Task directions: In the records below, copy the line that contains "Target: car shadow" and each line after it, word for word, through the last.

Input data:
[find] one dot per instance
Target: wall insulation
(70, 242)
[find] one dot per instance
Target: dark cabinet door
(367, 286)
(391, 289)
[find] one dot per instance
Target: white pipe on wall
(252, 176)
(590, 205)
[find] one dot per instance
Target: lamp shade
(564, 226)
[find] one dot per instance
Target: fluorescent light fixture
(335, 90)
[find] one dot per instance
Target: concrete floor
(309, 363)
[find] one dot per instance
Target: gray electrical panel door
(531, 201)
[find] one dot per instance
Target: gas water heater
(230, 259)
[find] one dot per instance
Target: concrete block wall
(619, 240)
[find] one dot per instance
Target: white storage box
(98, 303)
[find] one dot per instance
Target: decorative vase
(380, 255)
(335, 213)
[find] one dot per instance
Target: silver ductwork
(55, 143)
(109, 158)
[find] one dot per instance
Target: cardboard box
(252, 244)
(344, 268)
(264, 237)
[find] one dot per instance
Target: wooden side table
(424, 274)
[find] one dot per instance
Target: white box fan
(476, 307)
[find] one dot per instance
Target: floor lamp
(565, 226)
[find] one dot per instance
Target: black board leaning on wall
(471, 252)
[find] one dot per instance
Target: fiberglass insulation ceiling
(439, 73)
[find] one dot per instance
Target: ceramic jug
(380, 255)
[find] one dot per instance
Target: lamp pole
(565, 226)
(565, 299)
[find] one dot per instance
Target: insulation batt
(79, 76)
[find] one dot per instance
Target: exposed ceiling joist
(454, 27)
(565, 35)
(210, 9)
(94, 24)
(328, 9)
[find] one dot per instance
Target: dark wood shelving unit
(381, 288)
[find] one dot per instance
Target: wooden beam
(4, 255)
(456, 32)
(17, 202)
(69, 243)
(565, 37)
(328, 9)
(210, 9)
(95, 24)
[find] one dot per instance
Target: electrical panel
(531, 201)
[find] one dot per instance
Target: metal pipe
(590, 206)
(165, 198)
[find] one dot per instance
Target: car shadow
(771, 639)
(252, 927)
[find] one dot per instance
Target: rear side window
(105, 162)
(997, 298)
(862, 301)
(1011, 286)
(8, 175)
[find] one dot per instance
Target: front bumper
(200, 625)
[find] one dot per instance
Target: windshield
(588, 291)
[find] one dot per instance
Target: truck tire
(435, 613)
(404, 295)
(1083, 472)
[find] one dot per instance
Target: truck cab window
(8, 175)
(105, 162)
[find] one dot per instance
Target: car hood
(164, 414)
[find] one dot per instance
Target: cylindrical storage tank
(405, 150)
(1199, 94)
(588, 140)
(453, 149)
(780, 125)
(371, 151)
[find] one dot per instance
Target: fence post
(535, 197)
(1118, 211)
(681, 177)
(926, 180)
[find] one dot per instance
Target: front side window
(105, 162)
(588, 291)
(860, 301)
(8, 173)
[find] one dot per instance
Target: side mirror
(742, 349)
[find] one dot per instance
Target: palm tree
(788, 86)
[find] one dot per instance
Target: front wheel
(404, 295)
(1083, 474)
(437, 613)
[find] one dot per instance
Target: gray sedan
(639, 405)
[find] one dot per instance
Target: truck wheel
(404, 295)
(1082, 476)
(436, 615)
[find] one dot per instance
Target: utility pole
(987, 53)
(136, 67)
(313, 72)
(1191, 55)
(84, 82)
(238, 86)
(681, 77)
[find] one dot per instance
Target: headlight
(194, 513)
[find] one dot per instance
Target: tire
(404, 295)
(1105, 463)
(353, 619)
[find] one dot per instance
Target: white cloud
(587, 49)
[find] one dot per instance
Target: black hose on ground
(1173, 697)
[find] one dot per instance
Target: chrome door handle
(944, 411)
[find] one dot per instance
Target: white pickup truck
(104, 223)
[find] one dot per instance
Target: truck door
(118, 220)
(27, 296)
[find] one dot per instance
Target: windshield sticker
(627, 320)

Output of the exercise:
Target: car shadow
(771, 639)
(252, 927)
[find] one dot per instance
Target: rear side window
(105, 162)
(997, 298)
(862, 301)
(1011, 286)
(8, 175)
[find] one dot per instance
Target: front bumper
(200, 625)
[find] one dot per instance
Target: windshield
(588, 291)
[find] one dot per instance
Target: truck tire
(435, 613)
(404, 295)
(1083, 472)
[find] one dot per instance
Target: truck cab window
(8, 175)
(105, 162)
[find] one dot per instance
Target: car hood
(164, 414)
[find] one dot per instance
Target: cylindrical storage tank
(405, 150)
(1199, 94)
(588, 140)
(453, 149)
(780, 125)
(371, 151)
[find] one dot per instance
Target: fence post
(535, 197)
(1118, 211)
(681, 177)
(926, 180)
[find] one dot per instance
Target: front side window
(105, 162)
(588, 291)
(860, 301)
(8, 173)
[find] one dot per instance
Target: side mirror
(742, 349)
[find] one dot per instance
Target: palm tree
(788, 86)
[find] one dot per instance
Target: front wheel
(404, 295)
(1083, 474)
(437, 613)
[find] one dot per instance
Target: gray sedan
(639, 405)
[find] one dot per instance
Target: truck wheel
(404, 295)
(1082, 476)
(436, 615)
[find] one dot per instance
Target: utility pole
(987, 53)
(136, 67)
(313, 72)
(1191, 55)
(84, 82)
(238, 86)
(681, 77)
[find] one dot per instance
Target: headlight
(194, 513)
[find] one dot per instance
Target: tire
(404, 295)
(1105, 463)
(353, 619)
[find] one dot per instance
Target: white cloud
(587, 49)
[find] one dot per instance
Target: black hose on ground
(1173, 697)
[find] one dot per instance
Target: chrome door handle
(944, 411)
[find] one dot per instance
Target: white pickup truck
(104, 223)
[find] one dot per instance
Target: truck door
(118, 220)
(27, 296)
[find] one dot per instance
Target: windshield sticker
(627, 320)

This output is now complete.